● **Task material**

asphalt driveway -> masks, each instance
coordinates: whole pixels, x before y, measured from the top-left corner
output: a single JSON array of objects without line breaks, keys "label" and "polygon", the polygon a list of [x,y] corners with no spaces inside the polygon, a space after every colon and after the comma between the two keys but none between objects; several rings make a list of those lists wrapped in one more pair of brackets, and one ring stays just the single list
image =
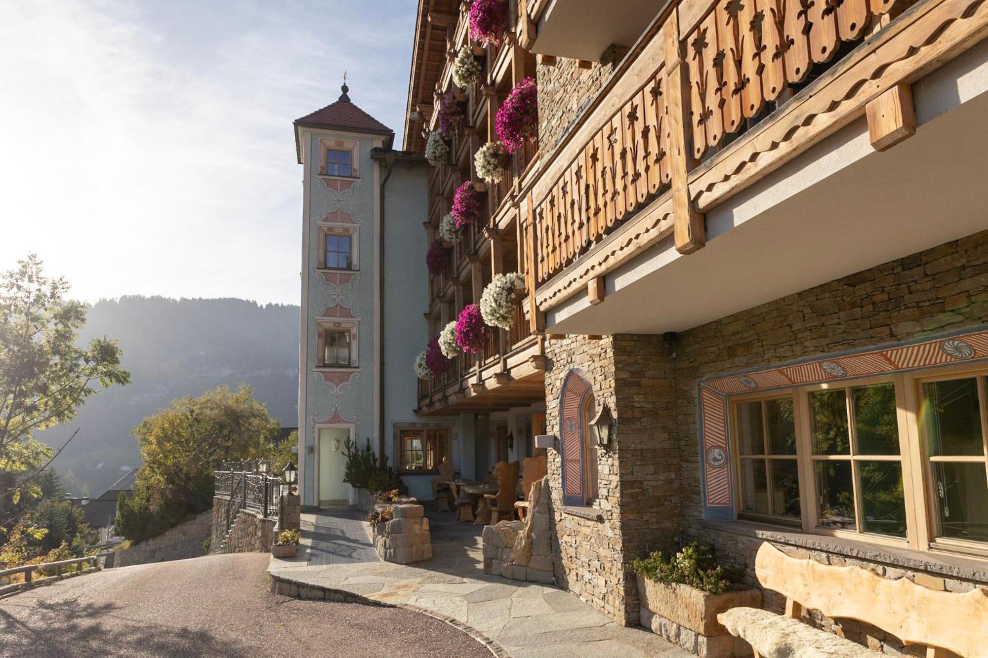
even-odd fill
[{"label": "asphalt driveway", "polygon": [[142,564],[0,599],[0,656],[491,656],[410,611],[271,594],[268,561],[240,553]]}]

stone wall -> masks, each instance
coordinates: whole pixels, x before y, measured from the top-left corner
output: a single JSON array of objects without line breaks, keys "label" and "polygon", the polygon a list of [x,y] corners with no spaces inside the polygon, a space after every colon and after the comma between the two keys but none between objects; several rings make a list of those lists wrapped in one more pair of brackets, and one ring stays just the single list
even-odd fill
[{"label": "stone wall", "polygon": [[203,542],[209,537],[212,511],[171,528],[158,536],[114,551],[115,567],[167,562],[206,554]]},{"label": "stone wall", "polygon": [[546,354],[547,431],[561,435],[558,400],[573,370],[593,386],[595,412],[607,403],[619,428],[611,447],[591,449],[597,496],[589,507],[562,505],[559,452],[548,452],[556,581],[618,622],[635,624],[631,561],[673,532],[679,516],[669,350],[658,336],[574,336],[549,341]]},{"label": "stone wall", "polygon": [[626,47],[612,45],[589,69],[580,68],[576,59],[558,59],[553,66],[537,67],[538,148],[542,153],[555,147],[569,131],[626,52]]},{"label": "stone wall", "polygon": [[[297,498],[297,497],[296,497]],[[264,519],[248,510],[234,511],[236,519],[226,531],[226,508],[230,501],[215,496],[212,499],[212,532],[210,553],[249,553],[269,551],[275,542],[278,519]]]}]

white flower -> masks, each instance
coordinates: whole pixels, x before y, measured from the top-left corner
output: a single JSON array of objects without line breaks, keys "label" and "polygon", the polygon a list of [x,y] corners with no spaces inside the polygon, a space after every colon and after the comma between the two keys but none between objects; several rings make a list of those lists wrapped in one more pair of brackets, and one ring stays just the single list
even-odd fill
[{"label": "white flower", "polygon": [[456,345],[455,320],[443,327],[443,331],[439,332],[439,350],[447,359],[454,359],[459,354],[459,346]]},{"label": "white flower", "polygon": [[420,379],[430,379],[432,378],[432,370],[426,365],[426,353],[422,352],[418,357],[415,358],[415,374]]},{"label": "white flower", "polygon": [[439,130],[430,132],[429,140],[426,141],[426,160],[429,160],[429,164],[435,167],[446,162],[448,155],[450,155],[450,146],[443,139],[443,135],[439,133]]},{"label": "white flower", "polygon": [[497,183],[504,178],[507,157],[508,149],[500,141],[488,141],[478,148],[477,154],[473,156],[473,166],[477,170],[477,176],[488,183]]},{"label": "white flower", "polygon": [[[480,315],[492,327],[511,329],[515,316],[515,301],[525,292],[525,277],[513,272],[495,275],[480,295]],[[442,343],[442,338],[440,342]]]},{"label": "white flower", "polygon": [[458,87],[469,87],[480,77],[480,62],[473,56],[473,48],[467,43],[459,48],[453,60],[453,81]]},{"label": "white flower", "polygon": [[456,220],[452,214],[447,214],[439,222],[439,236],[447,242],[455,242],[459,239],[460,229],[456,227]]}]

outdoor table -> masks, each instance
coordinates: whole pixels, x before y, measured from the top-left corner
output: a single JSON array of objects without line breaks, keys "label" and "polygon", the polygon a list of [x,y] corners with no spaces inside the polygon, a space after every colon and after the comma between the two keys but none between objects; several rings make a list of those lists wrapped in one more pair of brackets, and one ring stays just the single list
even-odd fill
[{"label": "outdoor table", "polygon": [[491,522],[491,511],[486,505],[484,505],[484,494],[487,493],[497,493],[499,489],[497,484],[464,484],[463,493],[470,497],[473,504],[477,508],[477,520],[473,522],[474,526],[485,526]]}]

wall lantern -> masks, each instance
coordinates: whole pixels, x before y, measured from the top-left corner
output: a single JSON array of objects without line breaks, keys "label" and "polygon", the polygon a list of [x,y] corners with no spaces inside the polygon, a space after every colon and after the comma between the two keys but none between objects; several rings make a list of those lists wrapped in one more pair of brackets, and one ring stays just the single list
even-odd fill
[{"label": "wall lantern", "polygon": [[601,410],[597,412],[597,416],[594,420],[590,421],[590,427],[593,429],[594,436],[597,438],[598,446],[608,446],[611,444],[613,423],[614,421],[611,418],[611,412],[608,411],[608,405],[602,404]]}]

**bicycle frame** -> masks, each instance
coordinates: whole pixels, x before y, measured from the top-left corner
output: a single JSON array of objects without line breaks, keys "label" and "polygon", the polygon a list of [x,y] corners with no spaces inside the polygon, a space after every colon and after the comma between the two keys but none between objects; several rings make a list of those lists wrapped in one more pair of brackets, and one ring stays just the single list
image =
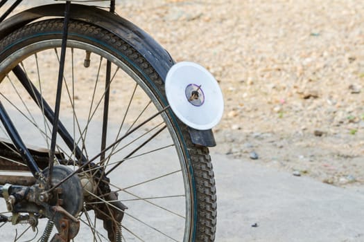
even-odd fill
[{"label": "bicycle frame", "polygon": [[[23,0],[17,0],[5,12],[5,13],[1,17],[0,17],[0,19],[5,19],[22,1]],[[2,0],[0,2],[0,8],[3,7],[4,3],[7,1],[8,0]],[[66,27],[68,19],[71,18],[74,19],[82,19],[83,21],[86,20],[86,21],[96,23],[101,27],[111,30],[116,35],[121,37],[127,42],[130,43],[133,47],[135,47],[135,48],[139,50],[142,55],[148,59],[149,62],[153,65],[153,67],[156,69],[162,80],[164,80],[166,76],[166,73],[171,66],[175,63],[174,61],[171,59],[166,50],[160,46],[148,34],[144,32],[138,27],[132,25],[132,24],[130,22],[123,19],[121,19],[119,17],[114,15],[113,12],[115,9],[115,1],[112,0],[110,2],[110,7],[109,13],[96,7],[73,3],[71,6],[71,10],[69,10],[69,8],[68,10],[67,8],[67,6],[68,8],[69,8],[71,6],[71,1],[67,1],[65,4],[46,5],[35,7],[28,10],[25,10],[14,16],[14,17],[10,17],[8,19],[8,20],[6,19],[3,21],[3,23],[0,23],[0,39],[3,38],[9,32],[13,31],[15,28],[19,28],[21,26],[24,26],[33,21],[37,20],[37,19],[40,19],[42,17],[64,17],[65,24],[62,37],[63,45],[62,50],[65,51],[67,34]],[[64,10],[64,9],[65,11]],[[74,12],[72,12],[72,10],[73,10]],[[76,13],[73,14],[73,12]],[[139,39],[128,39],[131,32],[137,32],[137,36],[139,37]],[[60,64],[60,71],[58,75],[58,93],[60,93],[60,89],[62,87],[62,77],[63,75],[62,65],[64,64],[64,59],[62,59],[62,54],[61,54],[61,61]],[[53,160],[54,159],[54,145],[55,142],[55,136],[57,133],[59,134],[60,136],[64,140],[71,150],[75,151],[76,156],[78,158],[78,160],[76,160],[76,162],[78,162],[78,164],[83,165],[87,163],[86,158],[82,154],[82,151],[78,147],[73,147],[73,140],[69,133],[68,133],[62,122],[58,120],[58,113],[59,112],[59,109],[58,110],[58,107],[59,107],[60,105],[57,104],[57,101],[55,111],[53,112],[49,105],[41,97],[40,95],[36,92],[34,92],[34,87],[32,86],[32,84],[28,81],[26,75],[25,73],[24,73],[21,68],[19,66],[15,67],[12,71],[19,80],[20,82],[23,84],[25,89],[31,95],[33,100],[37,104],[38,104],[38,105],[43,105],[46,117],[53,126],[52,135],[53,145],[51,145],[51,156],[49,160],[49,163],[53,164]],[[109,77],[109,79],[110,75],[110,70],[107,70],[106,76]],[[105,96],[107,96],[107,93],[106,93]],[[56,97],[56,100],[58,100],[58,102],[59,102],[59,98],[60,97]],[[107,97],[105,97],[105,100],[106,99]],[[105,105],[107,106],[107,103],[106,102]],[[105,106],[105,108],[107,110],[107,106]],[[21,151],[21,153],[22,155],[22,158],[26,164],[27,164],[32,174],[35,178],[39,178],[40,176],[42,176],[42,173],[38,165],[37,164],[37,161],[34,160],[34,158],[33,158],[31,152],[21,141],[21,137],[16,131],[14,124],[7,115],[6,111],[2,105],[0,105],[0,119],[3,122],[7,132],[9,133],[12,142],[19,151]],[[107,116],[107,113],[104,113],[104,115]],[[106,121],[104,122],[104,124],[107,125]],[[207,147],[216,145],[214,135],[211,129],[199,131],[192,128],[189,128],[189,130],[193,143]],[[106,148],[105,147],[105,144],[103,145],[103,148]],[[102,158],[102,153],[101,154],[101,156]],[[88,162],[89,162],[89,161]],[[51,168],[51,166],[52,165],[50,165],[50,169]]]}]

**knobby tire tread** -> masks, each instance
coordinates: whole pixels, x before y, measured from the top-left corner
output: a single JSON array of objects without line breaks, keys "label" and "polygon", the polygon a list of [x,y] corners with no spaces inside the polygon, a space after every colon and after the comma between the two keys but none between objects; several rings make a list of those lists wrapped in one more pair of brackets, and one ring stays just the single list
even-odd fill
[{"label": "knobby tire tread", "polygon": [[[31,42],[34,42],[34,39],[27,39],[26,38],[35,32],[46,33],[49,31],[62,31],[62,26],[63,21],[59,19],[35,22],[24,26],[13,32],[1,41],[0,53],[5,48],[19,40],[25,39],[21,43],[17,44],[17,48],[19,48],[19,44],[26,46]],[[71,20],[69,22],[69,32],[79,34],[81,36],[92,37],[109,44],[126,55],[149,77],[158,89],[159,93],[162,93],[163,99],[166,100],[164,84],[161,77],[145,58],[124,41],[107,30],[87,23],[74,20]],[[59,36],[60,35],[58,35]],[[69,37],[75,38],[74,36],[72,37],[72,35],[69,34]],[[103,48],[104,48],[105,47],[103,46]],[[106,50],[109,52],[112,51],[111,50]],[[8,50],[3,52],[0,55],[0,60],[6,57],[7,55],[10,55],[12,51],[13,50],[12,48],[10,48]],[[129,65],[129,66],[135,69],[132,65]],[[146,81],[146,82],[148,83]],[[149,84],[148,85],[151,90],[153,90],[153,87],[151,85]],[[154,90],[153,92],[155,93]],[[158,97],[159,100],[161,100],[161,97],[157,95],[156,96]],[[179,129],[181,131],[183,136],[180,137],[180,138],[184,140],[191,159],[196,189],[198,214],[196,241],[214,241],[216,228],[216,191],[209,149],[207,147],[193,144],[187,126],[180,120],[177,120],[177,125],[179,127]]]}]

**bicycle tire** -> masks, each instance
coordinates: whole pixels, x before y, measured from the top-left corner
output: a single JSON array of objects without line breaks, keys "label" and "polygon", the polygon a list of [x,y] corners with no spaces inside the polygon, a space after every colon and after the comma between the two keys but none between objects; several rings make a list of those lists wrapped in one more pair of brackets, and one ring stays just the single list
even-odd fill
[{"label": "bicycle tire", "polygon": [[[33,57],[34,59],[36,59],[35,61],[33,61],[33,62],[40,62],[37,59],[39,58],[38,55],[40,55],[41,53],[42,53],[44,51],[48,51],[49,49],[52,50],[53,48],[57,50],[57,48],[60,46],[62,26],[62,19],[42,21],[26,26],[3,39],[0,43],[0,73],[8,75],[3,77],[0,88],[3,84],[5,84],[5,82],[7,81],[6,79],[9,78],[9,75],[11,75],[11,70],[16,65],[21,65],[24,72],[27,73],[27,75],[30,76],[34,74],[33,73],[29,73],[26,70],[24,62],[26,62],[31,58],[33,58]],[[141,88],[146,93],[153,104],[156,106],[157,110],[162,110],[167,106],[168,104],[166,101],[164,83],[155,71],[136,50],[112,33],[108,32],[107,30],[78,21],[70,21],[67,50],[69,53],[70,52],[69,50],[71,50],[73,53],[73,50],[78,51],[80,48],[91,50],[93,55],[100,55],[101,59],[104,58],[104,60],[111,61],[115,66],[116,73],[120,68],[127,74],[131,75],[132,79],[137,82],[137,84],[135,86],[135,89]],[[73,57],[72,57],[72,58]],[[29,62],[31,62],[32,61]],[[101,61],[100,62],[101,62]],[[37,68],[39,69],[37,65]],[[98,68],[100,68],[102,64],[100,63]],[[127,71],[125,71],[126,69]],[[76,71],[80,70],[76,69]],[[40,71],[40,70],[33,70],[33,72],[35,73],[34,74],[35,76],[39,75]],[[72,67],[72,72],[73,71],[75,70]],[[37,73],[38,73],[37,75]],[[98,78],[99,77],[98,76],[96,81],[98,81]],[[41,81],[43,81],[42,80],[40,80],[40,78],[39,79],[40,83]],[[64,82],[66,82],[66,80],[64,80]],[[14,85],[13,83],[10,84]],[[89,83],[91,86],[92,86],[92,84],[94,83]],[[85,86],[83,87],[86,88]],[[110,89],[111,89],[111,86]],[[94,94],[96,92],[95,89],[93,91]],[[69,95],[69,94],[68,95]],[[3,102],[8,101],[7,98],[10,98],[4,97],[4,95],[6,95],[6,93],[2,95]],[[76,106],[75,96],[73,97],[73,102],[72,104],[72,102],[71,102],[71,106]],[[77,98],[80,98],[80,97]],[[92,100],[91,106],[92,106],[93,102],[94,100]],[[8,102],[9,102],[8,101]],[[14,105],[15,103],[10,106],[15,106]],[[74,109],[74,107],[73,108]],[[31,109],[31,108],[28,109]],[[89,118],[91,110],[92,108],[90,108],[90,111],[88,113]],[[23,115],[24,113],[26,111],[23,113]],[[168,128],[169,135],[177,150],[177,155],[180,158],[179,162],[181,165],[184,192],[189,193],[188,194],[184,194],[186,197],[184,212],[187,222],[184,222],[184,227],[183,228],[183,241],[213,241],[214,240],[216,225],[216,196],[214,172],[209,150],[207,147],[195,145],[191,142],[187,127],[177,120],[171,111],[168,111],[162,113],[160,116],[163,118]],[[125,118],[125,117],[124,116],[123,118]],[[75,119],[74,115],[73,119]],[[137,120],[138,119],[139,117]],[[45,122],[44,122],[44,131],[42,132],[46,133],[45,130],[47,128],[46,127]],[[49,124],[46,124],[46,125]],[[87,128],[89,128],[88,125],[89,124],[87,123]],[[73,124],[73,129],[77,129],[74,128],[74,126],[75,124]],[[132,127],[132,124],[131,126]],[[37,127],[37,129],[40,128]],[[73,132],[75,133],[74,130]],[[82,138],[83,136],[83,133],[80,135],[81,138],[78,137],[78,140],[83,139]],[[74,140],[76,140],[76,136]],[[85,149],[83,147],[87,145],[86,141],[83,140],[82,143],[83,151],[84,151]],[[60,148],[62,145],[63,144],[59,145],[59,149],[61,149],[61,151],[64,151],[64,148]],[[88,157],[89,155],[87,154],[86,156]],[[72,157],[71,153],[69,155],[69,157]],[[112,182],[112,180],[110,183]],[[123,221],[124,220],[123,220]],[[89,227],[92,227],[92,226],[90,225]],[[127,228],[127,230],[129,229]],[[130,231],[132,230],[130,230]],[[132,237],[132,235],[130,234],[129,235]],[[95,237],[98,237],[96,239],[103,240],[106,237],[101,238],[99,234],[95,232],[93,234]],[[143,241],[145,239],[144,237],[141,238],[142,235],[140,236],[140,238],[139,236],[139,235],[137,235],[135,237]],[[165,239],[171,239],[168,236],[166,237],[164,235],[162,236],[162,238],[164,239],[162,240],[159,239],[159,240],[156,241],[164,241]],[[172,237],[172,239],[174,239],[174,238]],[[148,241],[152,240],[150,238],[146,239]],[[181,239],[175,239],[175,241],[180,240]]]}]

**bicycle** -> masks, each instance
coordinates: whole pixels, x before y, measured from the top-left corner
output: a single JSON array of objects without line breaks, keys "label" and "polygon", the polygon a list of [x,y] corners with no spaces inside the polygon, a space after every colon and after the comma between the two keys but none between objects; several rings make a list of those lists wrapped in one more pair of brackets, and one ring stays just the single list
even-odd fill
[{"label": "bicycle", "polygon": [[168,52],[115,1],[8,17],[21,1],[0,17],[3,238],[213,241],[215,140],[171,110]]}]

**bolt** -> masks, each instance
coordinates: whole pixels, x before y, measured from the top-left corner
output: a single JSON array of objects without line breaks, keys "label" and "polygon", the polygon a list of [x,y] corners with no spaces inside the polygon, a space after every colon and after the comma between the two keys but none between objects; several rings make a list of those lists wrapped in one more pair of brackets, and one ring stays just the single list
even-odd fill
[{"label": "bolt", "polygon": [[42,193],[40,195],[40,196],[38,197],[40,201],[42,202],[42,203],[46,203],[48,201],[48,200],[49,199],[49,196],[48,195],[48,194],[46,193]]}]

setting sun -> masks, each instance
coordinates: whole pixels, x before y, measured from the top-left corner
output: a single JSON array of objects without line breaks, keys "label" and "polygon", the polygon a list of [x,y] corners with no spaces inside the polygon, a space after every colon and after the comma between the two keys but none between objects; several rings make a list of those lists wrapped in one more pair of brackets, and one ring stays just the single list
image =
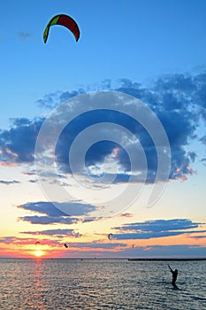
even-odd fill
[{"label": "setting sun", "polygon": [[34,252],[35,257],[42,257],[44,254],[43,251],[38,250]]}]

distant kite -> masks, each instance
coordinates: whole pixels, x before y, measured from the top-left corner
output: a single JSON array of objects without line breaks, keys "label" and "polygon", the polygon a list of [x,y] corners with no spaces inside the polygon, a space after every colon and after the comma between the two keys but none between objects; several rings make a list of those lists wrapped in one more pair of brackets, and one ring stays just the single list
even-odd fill
[{"label": "distant kite", "polygon": [[58,14],[54,16],[47,24],[47,27],[43,33],[44,43],[47,42],[50,26],[54,25],[61,25],[67,27],[73,34],[76,41],[79,40],[80,32],[76,21],[68,15]]},{"label": "distant kite", "polygon": [[108,239],[109,239],[109,240],[112,239],[112,236],[113,236],[113,234],[111,234],[111,234],[108,234]]}]

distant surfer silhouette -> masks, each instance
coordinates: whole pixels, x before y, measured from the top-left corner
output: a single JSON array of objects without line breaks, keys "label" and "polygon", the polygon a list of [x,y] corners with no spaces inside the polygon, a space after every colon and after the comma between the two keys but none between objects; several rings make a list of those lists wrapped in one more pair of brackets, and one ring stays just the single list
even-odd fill
[{"label": "distant surfer silhouette", "polygon": [[171,272],[172,272],[172,283],[173,286],[177,287],[176,285],[176,280],[177,280],[177,277],[178,277],[178,269],[175,269],[175,270],[172,270],[172,267],[170,267],[170,265],[168,265]]}]

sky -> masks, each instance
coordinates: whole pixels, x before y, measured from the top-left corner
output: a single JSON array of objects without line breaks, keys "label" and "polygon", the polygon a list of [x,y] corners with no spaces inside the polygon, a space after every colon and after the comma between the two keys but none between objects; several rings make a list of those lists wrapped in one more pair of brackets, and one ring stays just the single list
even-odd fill
[{"label": "sky", "polygon": [[1,3],[0,257],[205,257],[205,11]]}]

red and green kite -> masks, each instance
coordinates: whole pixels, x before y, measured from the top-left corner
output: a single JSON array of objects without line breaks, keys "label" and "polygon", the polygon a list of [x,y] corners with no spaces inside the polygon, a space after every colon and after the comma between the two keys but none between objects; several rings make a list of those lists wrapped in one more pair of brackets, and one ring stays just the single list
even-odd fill
[{"label": "red and green kite", "polygon": [[80,32],[80,28],[79,28],[76,21],[73,20],[73,19],[72,19],[72,17],[70,17],[70,16],[67,16],[65,14],[58,14],[58,15],[54,16],[49,21],[49,23],[44,30],[44,33],[43,33],[44,43],[46,43],[46,42],[47,42],[50,27],[50,26],[53,26],[53,25],[61,25],[61,26],[67,27],[73,34],[76,41],[79,40]]}]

● **What the task asks**
Pull out every line of the records above that contains the string "silhouette", and list those lines in their original order.

● **Response to the exercise**
distant surfer silhouette -> masks, each instance
[{"label": "distant surfer silhouette", "polygon": [[171,272],[172,272],[172,283],[173,286],[177,287],[176,285],[176,280],[177,280],[177,277],[178,277],[178,269],[175,269],[175,270],[172,270],[172,267],[170,267],[170,265],[168,265]]}]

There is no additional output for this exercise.